WRITTEN REQUEST = Retype the following material word for word, keeping every line as it appears.

╭──

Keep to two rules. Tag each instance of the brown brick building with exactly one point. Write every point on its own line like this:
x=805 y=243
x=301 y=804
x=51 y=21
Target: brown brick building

╰──

TASK RESPONSE =
Keep to two rules. Tag each instance of the brown brick building with exactly one point. Write every point on its own line like this:
x=805 y=243
x=301 y=804
x=51 y=21
Target: brown brick building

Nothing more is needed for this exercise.